**Task prompt**
Quote the records that follow in full, leaving the pictures out.

**Provided material**
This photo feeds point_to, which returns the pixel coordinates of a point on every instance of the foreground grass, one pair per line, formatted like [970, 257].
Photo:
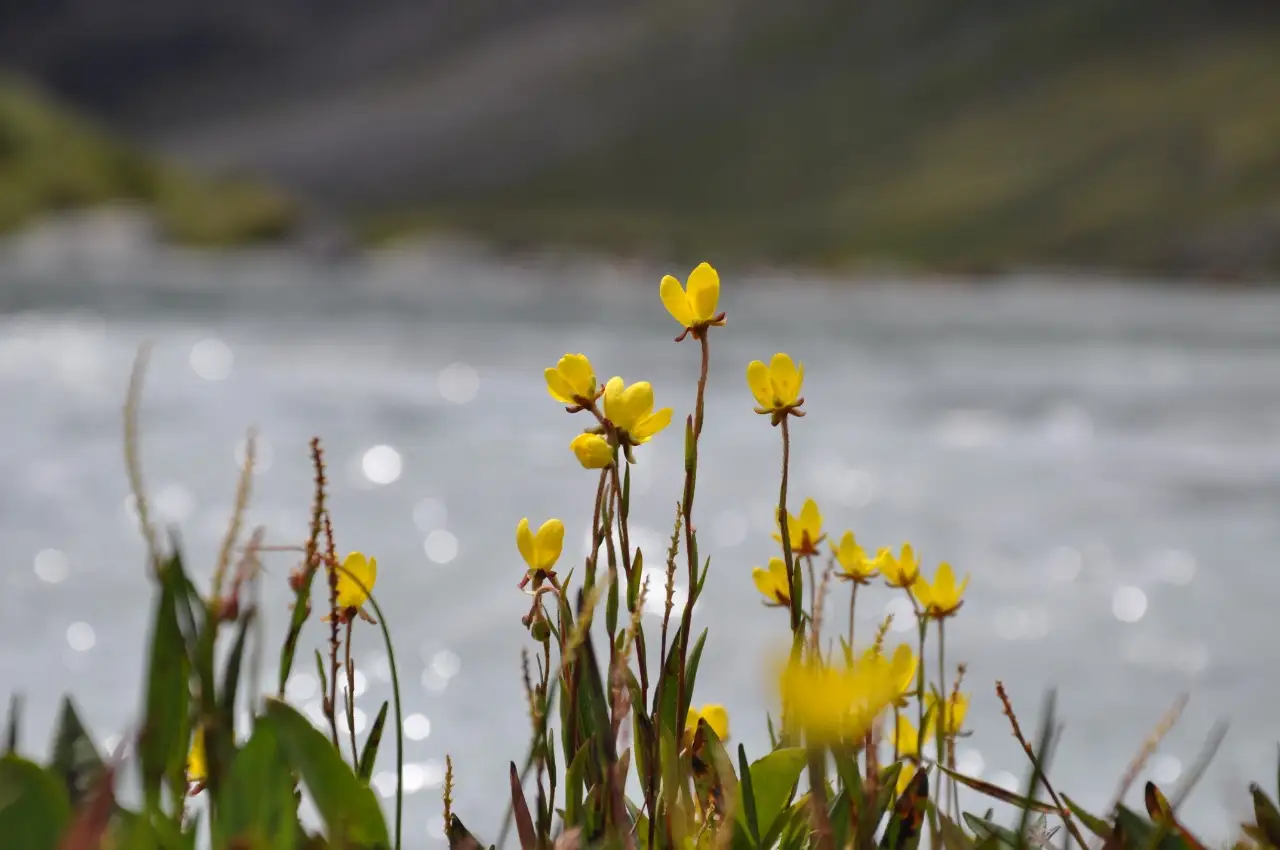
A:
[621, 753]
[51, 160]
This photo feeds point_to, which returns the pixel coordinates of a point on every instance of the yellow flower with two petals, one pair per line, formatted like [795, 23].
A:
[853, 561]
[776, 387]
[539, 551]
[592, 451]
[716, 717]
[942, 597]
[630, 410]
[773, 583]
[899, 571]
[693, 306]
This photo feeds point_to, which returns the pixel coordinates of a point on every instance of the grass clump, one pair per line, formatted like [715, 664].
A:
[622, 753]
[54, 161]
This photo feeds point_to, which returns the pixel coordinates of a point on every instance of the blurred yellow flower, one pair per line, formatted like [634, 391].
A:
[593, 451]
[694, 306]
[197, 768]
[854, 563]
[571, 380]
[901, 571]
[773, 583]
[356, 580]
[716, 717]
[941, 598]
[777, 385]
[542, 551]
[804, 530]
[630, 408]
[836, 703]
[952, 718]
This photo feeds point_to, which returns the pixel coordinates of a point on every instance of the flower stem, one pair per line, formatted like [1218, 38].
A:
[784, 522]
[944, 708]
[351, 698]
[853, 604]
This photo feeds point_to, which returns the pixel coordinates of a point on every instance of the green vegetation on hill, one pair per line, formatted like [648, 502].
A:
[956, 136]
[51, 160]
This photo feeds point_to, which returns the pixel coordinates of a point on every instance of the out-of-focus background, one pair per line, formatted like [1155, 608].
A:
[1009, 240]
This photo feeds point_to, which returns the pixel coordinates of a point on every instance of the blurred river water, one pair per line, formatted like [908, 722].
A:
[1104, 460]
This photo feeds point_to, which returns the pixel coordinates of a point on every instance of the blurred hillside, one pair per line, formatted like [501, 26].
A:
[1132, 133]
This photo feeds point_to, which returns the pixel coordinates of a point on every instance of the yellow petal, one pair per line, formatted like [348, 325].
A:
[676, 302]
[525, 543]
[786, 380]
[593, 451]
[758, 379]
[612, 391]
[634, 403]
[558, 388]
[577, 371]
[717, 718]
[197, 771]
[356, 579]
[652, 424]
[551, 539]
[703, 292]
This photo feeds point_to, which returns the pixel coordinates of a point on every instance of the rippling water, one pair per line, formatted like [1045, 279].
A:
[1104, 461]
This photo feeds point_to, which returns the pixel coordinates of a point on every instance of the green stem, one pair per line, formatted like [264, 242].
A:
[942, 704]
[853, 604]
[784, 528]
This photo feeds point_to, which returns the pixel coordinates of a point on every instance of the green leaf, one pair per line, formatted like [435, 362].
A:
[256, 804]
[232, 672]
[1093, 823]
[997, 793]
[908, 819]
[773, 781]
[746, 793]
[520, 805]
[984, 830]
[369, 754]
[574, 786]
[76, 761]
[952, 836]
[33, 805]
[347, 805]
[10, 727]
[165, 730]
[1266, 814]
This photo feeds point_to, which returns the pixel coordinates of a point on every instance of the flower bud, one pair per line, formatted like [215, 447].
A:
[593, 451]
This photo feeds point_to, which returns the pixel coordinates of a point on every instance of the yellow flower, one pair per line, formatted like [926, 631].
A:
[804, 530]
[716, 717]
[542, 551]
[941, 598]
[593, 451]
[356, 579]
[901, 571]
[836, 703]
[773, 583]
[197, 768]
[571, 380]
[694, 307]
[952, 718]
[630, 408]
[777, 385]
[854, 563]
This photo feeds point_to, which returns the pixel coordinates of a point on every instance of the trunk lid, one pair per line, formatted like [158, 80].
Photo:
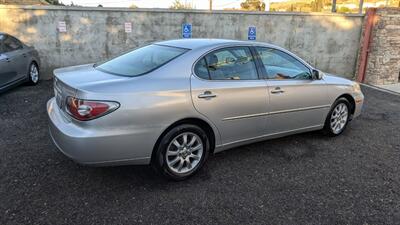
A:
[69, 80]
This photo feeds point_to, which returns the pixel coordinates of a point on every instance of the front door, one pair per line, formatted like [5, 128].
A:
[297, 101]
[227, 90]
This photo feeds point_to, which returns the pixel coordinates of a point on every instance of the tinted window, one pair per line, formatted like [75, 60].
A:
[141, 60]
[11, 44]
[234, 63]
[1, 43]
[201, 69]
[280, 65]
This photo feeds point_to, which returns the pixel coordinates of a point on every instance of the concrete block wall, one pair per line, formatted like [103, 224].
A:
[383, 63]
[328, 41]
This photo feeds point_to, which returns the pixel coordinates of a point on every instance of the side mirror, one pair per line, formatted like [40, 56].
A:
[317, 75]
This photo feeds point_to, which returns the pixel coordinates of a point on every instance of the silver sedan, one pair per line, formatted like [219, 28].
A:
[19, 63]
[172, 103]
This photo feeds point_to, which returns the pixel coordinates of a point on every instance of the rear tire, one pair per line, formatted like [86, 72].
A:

**Response area**
This photo feeds point_to, which returns the pixel coordinates of a point on every instance of the foreground grass, one pair per line, formatted like [970, 257].
Photo:
A:
[621, 753]
[51, 160]
This photo feeds point_to, which returns the pixel coordinates of a point on every instance of the yellow flower with two petals, one pair per line, formatted like [795, 23].
A:
[853, 561]
[776, 387]
[539, 551]
[592, 451]
[716, 717]
[942, 597]
[630, 410]
[773, 583]
[899, 571]
[693, 306]
This photo feeds point_to, which returns the pixel coordinates of a point on every instance of the grass clump, one pair per line, formatted like [715, 664].
A:
[622, 753]
[54, 161]
This photo feeds point_to, which returns the pixel coordinates of a point on every instance of the blurred yellow flower, one pair per line, formatted like [634, 391].
A:
[593, 451]
[694, 306]
[197, 768]
[854, 563]
[571, 380]
[901, 571]
[773, 583]
[356, 580]
[716, 717]
[941, 598]
[777, 385]
[542, 551]
[804, 530]
[630, 408]
[836, 703]
[952, 718]
This photo feeds point_to, which returns the pixel coordinates of a point on every instance of the flower stem, one pair per line, formatted like [1218, 38].
A:
[784, 522]
[944, 708]
[351, 698]
[853, 604]
This photo feeds point_to, which returns the pixel coordinates of a point on every instance of the green vegetation on hill, one pair per line, formatted like [648, 502].
A:
[956, 136]
[51, 160]
This photo feeds point_to, which returns the pixel coordinates of a point on every instance of the out-of-focus background, one pair per line, formatted like [1155, 608].
A:
[1009, 240]
This photo feeds point_to, which returns the pixel coordinates of a point on every instance of the blurred river water, one pair per line, formatted like [908, 722].
A:
[1104, 460]
This photo feeds point_to, which returns the pixel coordinates of a point on every instance of the blurred hillside, one pair per line, formatted like [501, 26].
A:
[1132, 133]
This photo feeds point_to, which returns the pixel coordinates of a point on every instance of the yellow petal, one pair per line, formatted like [348, 325].
A:
[676, 302]
[525, 543]
[786, 380]
[593, 451]
[758, 379]
[612, 391]
[634, 403]
[558, 388]
[577, 371]
[717, 718]
[197, 771]
[356, 579]
[652, 424]
[551, 539]
[703, 292]
This photo feeds point_to, which returns the pixel coordinates of a point on every instance of the rippling water, one pair per line, formatted like [1045, 279].
A:
[1104, 461]
This photo feeds point_to, which returns the pixel coordinates of a point on every instance of the green stem, one pair per line, formatted like [264, 242].
A:
[942, 704]
[853, 604]
[784, 528]
This photo feeds point_to, which returns the pixel coordinates of a point on every instance of the green leaf, one pair per line, formatted like [435, 362].
A:
[256, 804]
[232, 672]
[1093, 823]
[997, 793]
[908, 819]
[773, 781]
[746, 793]
[520, 805]
[984, 830]
[369, 754]
[574, 786]
[76, 761]
[952, 836]
[33, 805]
[347, 805]
[10, 727]
[165, 730]
[1266, 814]
This photo feeds point_to, which returns the pixel coordinates of a point on every instance of the flower bud, one pair per line, formatted like [215, 447].
A:
[593, 451]
This photo feeds point_to, which returns the pixel coordinates of a point on every instance of the yellow flower, one pair per line, formatted like [926, 631].
A:
[804, 530]
[716, 717]
[542, 551]
[941, 598]
[593, 451]
[356, 579]
[901, 571]
[836, 703]
[773, 583]
[197, 768]
[571, 380]
[694, 307]
[952, 718]
[630, 408]
[777, 385]
[854, 563]
This photo feeds point_to, which returns the pixel coordinates of a point on every instance of the trunk lid, one pair per line, formatted like [158, 80].
Photo:
A:
[69, 80]
This photo feeds point_to, which returns the pixel coordinates of a point on every instance of the front door, one pair per line, formatted like [5, 128].
A:
[297, 101]
[227, 90]
This photo feeds point_to, which returns the pixel coordinates of a point on every instance of the tinted window, one pair per line, formatted like [75, 60].
A:
[141, 60]
[11, 44]
[234, 63]
[1, 43]
[201, 69]
[280, 65]
This photo feeds point_to, which returns the pixel coordinates of a point on every instance of the concrete block wall, one pair per line, formatted like [103, 224].
A:
[383, 63]
[328, 41]
This photo feeds point_to, which returns the pixel coordinates of a point on every instance of the side mirror, one pair per line, formatted like [40, 56].
A:
[317, 75]
This photo feeds point_to, which returns the pixel coordinates of a point on every instance of the silver sedan, one pair per line, formatted like [219, 28].
A:
[19, 63]
[172, 103]
This photo feeds point_to, which returns the pixel coordinates of a point on every instance of the rear tire, one pair per line, formatted like [86, 72].
A:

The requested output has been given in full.